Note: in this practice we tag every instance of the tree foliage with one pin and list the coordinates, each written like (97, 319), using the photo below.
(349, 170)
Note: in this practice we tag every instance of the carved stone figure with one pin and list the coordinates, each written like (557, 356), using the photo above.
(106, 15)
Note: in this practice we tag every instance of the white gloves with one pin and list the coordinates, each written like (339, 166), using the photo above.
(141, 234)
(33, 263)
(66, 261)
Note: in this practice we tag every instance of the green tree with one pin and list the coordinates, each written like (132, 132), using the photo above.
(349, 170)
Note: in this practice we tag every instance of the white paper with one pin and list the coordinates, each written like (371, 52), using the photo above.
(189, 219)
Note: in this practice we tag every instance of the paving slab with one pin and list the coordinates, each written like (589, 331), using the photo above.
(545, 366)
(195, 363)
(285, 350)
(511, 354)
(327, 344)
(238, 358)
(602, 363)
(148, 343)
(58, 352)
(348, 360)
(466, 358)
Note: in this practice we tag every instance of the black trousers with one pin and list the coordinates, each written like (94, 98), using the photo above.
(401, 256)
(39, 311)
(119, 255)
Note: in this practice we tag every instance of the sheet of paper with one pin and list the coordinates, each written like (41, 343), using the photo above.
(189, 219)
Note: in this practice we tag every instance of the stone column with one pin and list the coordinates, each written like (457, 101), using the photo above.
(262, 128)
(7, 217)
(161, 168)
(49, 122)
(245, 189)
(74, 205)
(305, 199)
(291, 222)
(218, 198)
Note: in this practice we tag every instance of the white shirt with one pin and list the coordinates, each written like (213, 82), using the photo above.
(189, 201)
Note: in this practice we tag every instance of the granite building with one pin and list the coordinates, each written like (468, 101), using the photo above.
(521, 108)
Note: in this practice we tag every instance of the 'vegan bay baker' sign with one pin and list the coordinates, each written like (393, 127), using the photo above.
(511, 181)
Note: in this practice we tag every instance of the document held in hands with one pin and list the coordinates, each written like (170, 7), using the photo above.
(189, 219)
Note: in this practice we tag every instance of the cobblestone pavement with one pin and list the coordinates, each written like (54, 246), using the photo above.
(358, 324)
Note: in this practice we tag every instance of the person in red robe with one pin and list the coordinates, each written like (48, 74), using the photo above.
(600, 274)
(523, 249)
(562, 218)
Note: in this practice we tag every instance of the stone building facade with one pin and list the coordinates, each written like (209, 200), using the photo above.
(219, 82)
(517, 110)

EXERCISE DESCRIPTION. Copy everything from the line containing "Note: in this practice we tag every instance of the cobblestone" down to the end of the material, swapping "red robe" for "green robe" and changing nothing else.

RESULT.
Note: in this practice we tag every instance of the cobblestone pavement with one pin and list the coordinates, each written like (54, 246), using the photo above.
(358, 324)
Note: in this practice we tag every instance of the person in green robe with one pin and list the coordinates, each written like (48, 74), using the photo above.
(600, 274)
(523, 249)
(562, 218)
Note: in this practice we tag every instance of the stone building facade with one pin and list the coordinates, each written like (209, 200), using the photo above.
(219, 82)
(517, 110)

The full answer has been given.